[Point-based annotation data]
#####
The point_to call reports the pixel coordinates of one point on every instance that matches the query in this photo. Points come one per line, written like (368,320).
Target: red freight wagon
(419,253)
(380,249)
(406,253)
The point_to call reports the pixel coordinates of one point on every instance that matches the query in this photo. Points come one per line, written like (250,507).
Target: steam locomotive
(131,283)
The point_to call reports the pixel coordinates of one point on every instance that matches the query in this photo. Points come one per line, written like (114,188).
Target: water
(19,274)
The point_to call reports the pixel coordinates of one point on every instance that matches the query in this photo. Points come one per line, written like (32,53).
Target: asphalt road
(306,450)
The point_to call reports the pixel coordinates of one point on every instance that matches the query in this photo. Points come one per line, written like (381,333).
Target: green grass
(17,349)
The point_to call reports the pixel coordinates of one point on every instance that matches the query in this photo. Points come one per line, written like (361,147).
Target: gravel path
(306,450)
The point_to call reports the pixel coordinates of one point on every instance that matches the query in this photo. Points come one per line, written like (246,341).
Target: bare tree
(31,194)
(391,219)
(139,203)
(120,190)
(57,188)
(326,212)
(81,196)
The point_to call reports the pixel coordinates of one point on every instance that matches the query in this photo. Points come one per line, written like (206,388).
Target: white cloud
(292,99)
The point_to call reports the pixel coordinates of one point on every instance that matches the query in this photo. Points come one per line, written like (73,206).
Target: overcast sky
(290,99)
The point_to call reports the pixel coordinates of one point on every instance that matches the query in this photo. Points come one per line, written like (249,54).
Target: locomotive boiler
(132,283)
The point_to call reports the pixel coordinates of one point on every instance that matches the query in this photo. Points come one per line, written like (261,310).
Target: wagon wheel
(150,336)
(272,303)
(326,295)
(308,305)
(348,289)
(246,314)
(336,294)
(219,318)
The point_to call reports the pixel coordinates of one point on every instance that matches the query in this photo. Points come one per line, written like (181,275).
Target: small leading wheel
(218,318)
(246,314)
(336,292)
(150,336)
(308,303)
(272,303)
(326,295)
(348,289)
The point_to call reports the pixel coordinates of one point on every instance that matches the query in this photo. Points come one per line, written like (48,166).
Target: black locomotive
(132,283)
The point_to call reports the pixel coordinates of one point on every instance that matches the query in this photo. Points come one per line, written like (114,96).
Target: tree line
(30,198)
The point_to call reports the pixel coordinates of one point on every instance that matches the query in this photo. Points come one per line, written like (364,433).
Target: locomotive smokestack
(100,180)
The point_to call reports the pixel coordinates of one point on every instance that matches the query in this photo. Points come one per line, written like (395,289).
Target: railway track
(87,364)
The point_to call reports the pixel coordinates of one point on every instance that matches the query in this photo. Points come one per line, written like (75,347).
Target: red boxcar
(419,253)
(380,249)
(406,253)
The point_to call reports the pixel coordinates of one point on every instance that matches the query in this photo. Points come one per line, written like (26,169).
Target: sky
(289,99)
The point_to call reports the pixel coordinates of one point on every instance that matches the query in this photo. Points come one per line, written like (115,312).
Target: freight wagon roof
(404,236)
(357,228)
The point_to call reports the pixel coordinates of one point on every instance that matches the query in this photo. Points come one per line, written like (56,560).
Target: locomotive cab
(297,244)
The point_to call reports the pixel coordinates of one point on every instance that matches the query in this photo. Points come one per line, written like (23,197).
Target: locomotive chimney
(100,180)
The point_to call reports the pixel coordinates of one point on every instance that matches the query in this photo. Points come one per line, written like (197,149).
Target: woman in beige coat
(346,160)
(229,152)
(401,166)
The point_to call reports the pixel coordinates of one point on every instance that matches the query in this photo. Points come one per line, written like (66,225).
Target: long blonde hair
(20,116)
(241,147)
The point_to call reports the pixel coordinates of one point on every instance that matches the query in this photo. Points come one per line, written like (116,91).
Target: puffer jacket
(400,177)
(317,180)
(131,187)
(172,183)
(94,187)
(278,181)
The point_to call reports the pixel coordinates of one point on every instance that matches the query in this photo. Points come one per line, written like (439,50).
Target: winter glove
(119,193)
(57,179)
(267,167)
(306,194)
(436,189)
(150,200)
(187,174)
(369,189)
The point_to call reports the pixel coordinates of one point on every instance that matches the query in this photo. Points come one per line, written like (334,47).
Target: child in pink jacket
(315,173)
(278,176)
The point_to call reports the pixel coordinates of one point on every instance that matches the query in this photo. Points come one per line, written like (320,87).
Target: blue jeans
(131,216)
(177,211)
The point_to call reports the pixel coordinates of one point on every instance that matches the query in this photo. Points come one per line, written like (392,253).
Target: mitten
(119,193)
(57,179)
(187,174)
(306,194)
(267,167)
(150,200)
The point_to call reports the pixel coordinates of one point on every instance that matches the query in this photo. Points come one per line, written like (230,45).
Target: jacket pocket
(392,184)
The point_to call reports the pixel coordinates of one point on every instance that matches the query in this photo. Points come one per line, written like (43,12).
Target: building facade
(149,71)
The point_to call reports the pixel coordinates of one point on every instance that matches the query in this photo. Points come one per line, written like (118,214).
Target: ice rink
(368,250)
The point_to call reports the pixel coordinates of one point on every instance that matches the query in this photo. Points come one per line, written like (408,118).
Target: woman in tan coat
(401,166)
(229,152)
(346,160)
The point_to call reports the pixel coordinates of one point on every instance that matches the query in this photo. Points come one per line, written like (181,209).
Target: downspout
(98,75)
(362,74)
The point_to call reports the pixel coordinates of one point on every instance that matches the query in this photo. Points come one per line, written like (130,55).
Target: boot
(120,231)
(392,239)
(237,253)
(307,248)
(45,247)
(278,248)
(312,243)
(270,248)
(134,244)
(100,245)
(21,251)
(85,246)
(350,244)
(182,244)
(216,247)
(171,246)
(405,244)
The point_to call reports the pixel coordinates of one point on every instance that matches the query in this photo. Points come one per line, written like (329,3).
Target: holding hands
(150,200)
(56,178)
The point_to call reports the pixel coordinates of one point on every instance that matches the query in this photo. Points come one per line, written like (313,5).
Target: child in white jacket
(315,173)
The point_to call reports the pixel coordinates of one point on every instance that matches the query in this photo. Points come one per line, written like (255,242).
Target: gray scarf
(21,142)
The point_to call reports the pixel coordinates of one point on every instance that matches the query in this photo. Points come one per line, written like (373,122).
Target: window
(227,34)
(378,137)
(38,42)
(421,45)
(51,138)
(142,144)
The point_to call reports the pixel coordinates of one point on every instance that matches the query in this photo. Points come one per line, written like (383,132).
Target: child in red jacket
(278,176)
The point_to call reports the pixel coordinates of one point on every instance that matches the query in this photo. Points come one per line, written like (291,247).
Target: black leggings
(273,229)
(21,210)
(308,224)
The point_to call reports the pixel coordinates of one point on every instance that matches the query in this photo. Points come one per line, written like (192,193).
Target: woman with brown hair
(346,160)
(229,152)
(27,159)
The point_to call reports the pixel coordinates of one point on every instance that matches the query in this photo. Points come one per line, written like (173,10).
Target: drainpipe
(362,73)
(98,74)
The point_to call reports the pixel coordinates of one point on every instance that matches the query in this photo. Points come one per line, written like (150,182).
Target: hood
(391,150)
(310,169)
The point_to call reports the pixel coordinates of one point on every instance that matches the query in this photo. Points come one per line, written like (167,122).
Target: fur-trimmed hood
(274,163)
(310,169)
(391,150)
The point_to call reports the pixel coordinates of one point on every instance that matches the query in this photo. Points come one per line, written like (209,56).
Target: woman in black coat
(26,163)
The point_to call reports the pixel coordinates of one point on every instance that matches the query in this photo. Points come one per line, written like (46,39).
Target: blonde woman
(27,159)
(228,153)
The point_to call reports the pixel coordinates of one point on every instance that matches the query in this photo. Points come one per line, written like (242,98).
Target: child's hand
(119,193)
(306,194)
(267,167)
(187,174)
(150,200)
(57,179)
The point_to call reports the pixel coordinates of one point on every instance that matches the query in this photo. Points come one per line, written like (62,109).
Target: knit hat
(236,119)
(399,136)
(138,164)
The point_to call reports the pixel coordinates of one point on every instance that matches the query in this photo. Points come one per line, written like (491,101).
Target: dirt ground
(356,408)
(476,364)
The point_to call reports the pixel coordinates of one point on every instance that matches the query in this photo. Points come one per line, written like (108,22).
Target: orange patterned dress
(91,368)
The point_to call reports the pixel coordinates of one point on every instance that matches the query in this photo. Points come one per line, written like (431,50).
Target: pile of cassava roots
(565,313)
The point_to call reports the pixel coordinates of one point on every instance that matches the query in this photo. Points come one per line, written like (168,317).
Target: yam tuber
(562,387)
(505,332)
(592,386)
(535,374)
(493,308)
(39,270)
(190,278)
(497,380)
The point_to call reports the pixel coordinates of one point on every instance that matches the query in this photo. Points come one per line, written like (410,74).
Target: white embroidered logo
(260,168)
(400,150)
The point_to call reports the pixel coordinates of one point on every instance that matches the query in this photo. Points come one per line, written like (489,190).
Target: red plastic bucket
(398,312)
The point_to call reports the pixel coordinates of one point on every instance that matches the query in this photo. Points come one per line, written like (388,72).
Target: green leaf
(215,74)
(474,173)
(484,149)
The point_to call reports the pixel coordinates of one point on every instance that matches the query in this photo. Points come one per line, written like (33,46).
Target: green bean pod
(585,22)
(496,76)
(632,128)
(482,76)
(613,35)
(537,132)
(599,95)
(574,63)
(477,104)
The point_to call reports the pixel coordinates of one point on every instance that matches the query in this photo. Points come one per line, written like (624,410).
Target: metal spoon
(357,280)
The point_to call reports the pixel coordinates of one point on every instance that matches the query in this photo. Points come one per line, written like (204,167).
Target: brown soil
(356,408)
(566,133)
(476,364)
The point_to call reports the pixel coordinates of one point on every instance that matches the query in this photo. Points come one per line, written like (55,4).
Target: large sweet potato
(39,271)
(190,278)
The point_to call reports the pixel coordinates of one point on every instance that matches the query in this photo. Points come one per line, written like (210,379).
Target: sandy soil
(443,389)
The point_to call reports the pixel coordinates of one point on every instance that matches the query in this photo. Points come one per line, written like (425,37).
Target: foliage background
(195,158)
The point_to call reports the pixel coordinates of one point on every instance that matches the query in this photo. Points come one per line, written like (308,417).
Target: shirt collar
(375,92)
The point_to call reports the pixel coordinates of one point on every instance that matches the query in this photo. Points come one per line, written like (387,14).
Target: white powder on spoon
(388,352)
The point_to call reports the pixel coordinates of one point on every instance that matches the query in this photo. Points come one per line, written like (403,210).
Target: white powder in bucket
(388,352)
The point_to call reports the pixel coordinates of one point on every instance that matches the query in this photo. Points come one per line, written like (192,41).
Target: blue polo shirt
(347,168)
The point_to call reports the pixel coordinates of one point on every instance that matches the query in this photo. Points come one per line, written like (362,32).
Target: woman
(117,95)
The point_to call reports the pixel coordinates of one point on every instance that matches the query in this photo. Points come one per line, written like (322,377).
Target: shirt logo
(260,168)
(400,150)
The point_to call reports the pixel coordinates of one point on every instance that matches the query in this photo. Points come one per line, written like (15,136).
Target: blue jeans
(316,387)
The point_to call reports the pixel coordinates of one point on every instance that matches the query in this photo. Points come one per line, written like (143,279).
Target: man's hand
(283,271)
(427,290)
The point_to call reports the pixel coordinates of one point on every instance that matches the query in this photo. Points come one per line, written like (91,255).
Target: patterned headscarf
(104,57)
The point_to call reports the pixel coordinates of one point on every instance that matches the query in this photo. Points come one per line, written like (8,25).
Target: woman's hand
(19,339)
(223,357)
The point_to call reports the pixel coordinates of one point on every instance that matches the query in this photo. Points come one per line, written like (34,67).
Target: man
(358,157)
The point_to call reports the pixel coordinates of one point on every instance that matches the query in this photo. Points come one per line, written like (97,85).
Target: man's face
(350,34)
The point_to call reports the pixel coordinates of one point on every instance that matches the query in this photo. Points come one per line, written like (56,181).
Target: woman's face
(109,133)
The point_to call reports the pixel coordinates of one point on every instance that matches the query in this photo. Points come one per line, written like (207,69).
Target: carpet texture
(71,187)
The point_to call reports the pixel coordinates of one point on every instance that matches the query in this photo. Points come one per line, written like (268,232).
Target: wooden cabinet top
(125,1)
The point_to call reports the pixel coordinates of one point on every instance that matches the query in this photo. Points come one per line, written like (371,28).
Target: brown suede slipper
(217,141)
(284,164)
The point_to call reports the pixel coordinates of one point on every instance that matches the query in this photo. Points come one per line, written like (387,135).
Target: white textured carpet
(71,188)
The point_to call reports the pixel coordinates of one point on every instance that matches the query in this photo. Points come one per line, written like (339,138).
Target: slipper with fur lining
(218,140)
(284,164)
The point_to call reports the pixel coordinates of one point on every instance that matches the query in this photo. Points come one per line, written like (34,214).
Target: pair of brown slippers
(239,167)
#####
Your goal - Every line from the one containing "written like (207,69)." through the last line must be copied exactly; leave out the rest.

Solution for this task -
The point_to call reports the pixel coordinates of one point on every instance that matches the query in this photo. Points come one per line, written like (207,69).
Target: carpet texture
(71,187)
The point_to call reports the pixel coordinates of one point on every instance that matches the query in this photo. Points come one per line, written like (268,232).
Target: wooden cabinet top
(125,1)
The point_to call reports the pixel coordinates of one point on every instance that matches the query in this photo. Points come one per line, written like (371,28).
Target: brown suede slipper
(217,141)
(284,164)
The point_to call reports the pixel coordinates of one point on every instance that matches the query in this photo. Points come one per line, written like (387,135).
Target: white textured carpet
(71,188)
The point_to call reports the pixel coordinates of one point on every instance that matches the query in this photo. Points come one per line, written like (339,138).
Target: slipper with fur lining
(218,140)
(284,164)
The point_to call reports the pixel coordinates of one point on every instance that matches the query in this photo. Points come one per line, written like (34,214).
Target: pair of brown slippers
(239,167)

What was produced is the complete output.